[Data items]
______________________________

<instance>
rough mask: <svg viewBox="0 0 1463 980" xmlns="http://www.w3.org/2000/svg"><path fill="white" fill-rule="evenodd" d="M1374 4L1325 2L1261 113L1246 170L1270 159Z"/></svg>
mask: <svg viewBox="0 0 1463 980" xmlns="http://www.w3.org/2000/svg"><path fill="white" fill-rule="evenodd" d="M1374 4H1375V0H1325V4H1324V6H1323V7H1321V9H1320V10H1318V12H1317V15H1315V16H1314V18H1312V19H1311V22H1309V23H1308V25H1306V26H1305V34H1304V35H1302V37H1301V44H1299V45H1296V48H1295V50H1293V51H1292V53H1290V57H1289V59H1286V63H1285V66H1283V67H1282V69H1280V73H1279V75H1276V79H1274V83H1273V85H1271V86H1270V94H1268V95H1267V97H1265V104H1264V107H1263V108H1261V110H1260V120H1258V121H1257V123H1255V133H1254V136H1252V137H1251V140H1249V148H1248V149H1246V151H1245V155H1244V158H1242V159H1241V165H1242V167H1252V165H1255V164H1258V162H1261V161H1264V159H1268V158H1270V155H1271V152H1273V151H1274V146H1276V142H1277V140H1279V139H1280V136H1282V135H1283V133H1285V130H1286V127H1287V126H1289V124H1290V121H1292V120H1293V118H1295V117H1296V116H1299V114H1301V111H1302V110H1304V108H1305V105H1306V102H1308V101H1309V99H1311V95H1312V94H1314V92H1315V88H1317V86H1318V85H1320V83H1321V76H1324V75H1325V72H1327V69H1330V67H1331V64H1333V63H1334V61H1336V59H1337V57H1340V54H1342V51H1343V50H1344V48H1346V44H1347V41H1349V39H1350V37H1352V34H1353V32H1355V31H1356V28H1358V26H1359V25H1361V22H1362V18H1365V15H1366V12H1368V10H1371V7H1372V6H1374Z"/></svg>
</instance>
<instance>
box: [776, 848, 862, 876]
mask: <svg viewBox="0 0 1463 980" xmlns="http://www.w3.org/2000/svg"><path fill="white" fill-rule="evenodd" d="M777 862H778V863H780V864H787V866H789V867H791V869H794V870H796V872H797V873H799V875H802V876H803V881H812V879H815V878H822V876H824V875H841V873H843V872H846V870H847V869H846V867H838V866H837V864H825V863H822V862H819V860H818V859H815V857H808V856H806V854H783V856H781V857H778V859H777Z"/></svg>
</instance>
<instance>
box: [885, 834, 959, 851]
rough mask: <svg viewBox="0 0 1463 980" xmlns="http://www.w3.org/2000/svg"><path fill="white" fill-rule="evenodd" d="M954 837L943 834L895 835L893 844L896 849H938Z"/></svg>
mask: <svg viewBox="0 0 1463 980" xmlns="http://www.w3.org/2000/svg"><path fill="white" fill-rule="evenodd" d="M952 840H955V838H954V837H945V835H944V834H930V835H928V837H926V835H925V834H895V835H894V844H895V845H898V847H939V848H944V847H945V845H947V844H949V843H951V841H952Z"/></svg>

______________________________

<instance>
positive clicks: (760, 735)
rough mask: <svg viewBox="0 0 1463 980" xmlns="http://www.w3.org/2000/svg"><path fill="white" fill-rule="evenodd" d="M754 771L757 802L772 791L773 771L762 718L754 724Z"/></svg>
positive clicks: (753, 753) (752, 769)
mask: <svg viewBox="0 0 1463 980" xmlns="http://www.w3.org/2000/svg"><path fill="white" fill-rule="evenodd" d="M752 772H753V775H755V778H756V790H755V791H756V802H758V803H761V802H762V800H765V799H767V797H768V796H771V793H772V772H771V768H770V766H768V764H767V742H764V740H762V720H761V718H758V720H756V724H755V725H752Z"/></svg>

______________________________

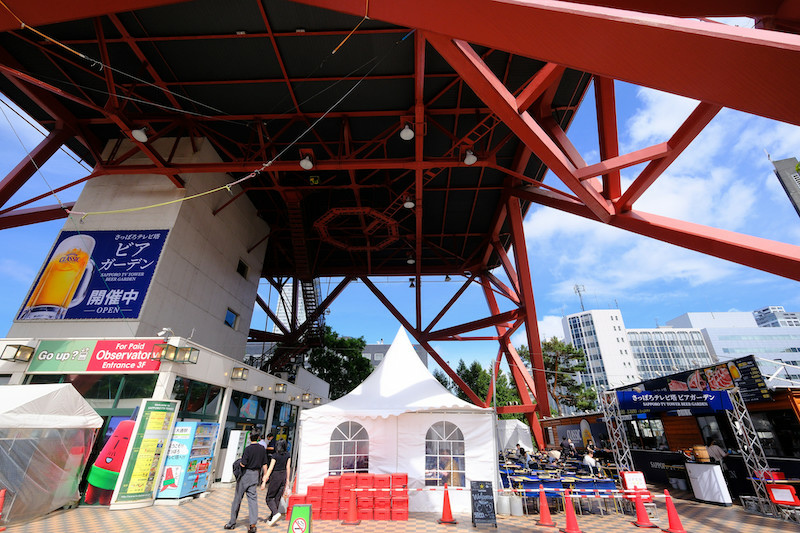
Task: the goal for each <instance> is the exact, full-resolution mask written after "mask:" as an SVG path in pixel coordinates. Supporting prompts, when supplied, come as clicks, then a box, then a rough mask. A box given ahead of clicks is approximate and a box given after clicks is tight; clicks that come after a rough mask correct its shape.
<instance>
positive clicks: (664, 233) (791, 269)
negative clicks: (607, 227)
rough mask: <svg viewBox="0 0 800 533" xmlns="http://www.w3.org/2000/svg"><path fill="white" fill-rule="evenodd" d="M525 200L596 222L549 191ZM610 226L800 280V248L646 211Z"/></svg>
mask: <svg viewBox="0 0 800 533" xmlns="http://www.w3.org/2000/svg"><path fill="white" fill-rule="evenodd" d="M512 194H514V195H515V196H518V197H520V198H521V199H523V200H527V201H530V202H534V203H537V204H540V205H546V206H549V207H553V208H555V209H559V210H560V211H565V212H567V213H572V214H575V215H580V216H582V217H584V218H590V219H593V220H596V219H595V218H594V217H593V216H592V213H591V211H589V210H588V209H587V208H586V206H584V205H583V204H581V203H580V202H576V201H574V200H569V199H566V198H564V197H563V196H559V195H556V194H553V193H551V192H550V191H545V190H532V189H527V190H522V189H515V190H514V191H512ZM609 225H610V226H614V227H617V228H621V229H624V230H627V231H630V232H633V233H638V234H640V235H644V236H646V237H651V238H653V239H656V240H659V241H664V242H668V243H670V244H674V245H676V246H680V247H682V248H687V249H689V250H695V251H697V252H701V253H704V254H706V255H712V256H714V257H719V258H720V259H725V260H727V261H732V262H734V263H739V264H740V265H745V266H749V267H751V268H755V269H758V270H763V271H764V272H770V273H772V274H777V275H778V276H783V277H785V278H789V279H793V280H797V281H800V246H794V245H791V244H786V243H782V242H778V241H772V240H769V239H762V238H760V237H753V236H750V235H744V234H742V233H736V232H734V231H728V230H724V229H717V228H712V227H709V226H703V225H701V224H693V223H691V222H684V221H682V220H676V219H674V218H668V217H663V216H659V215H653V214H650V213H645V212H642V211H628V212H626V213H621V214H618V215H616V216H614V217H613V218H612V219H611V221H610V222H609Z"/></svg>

______________________________

EXERCISE: Rewrite the lines from the one containing "Task: the goal" through the one containing "positive clicks: (664, 233) (791, 269)", inclusive, replacing "Supporting prompts" with "Auxiliary inputs" and changing nothing else.

EXERCISE RESPONSE:
Task: the goal for each <instance> is the exact, full-resolution mask written after "mask:" as an SVG path in pixel coordinates. Auxiliary inputs, when supplied, come as clicks, then a box, then a rough mask. A box given ahead of clicks is approximate and a box given after clicks is tight; clicks that come after a rough mask correct its shape.
<instance>
positive clicks: (664, 233) (791, 269)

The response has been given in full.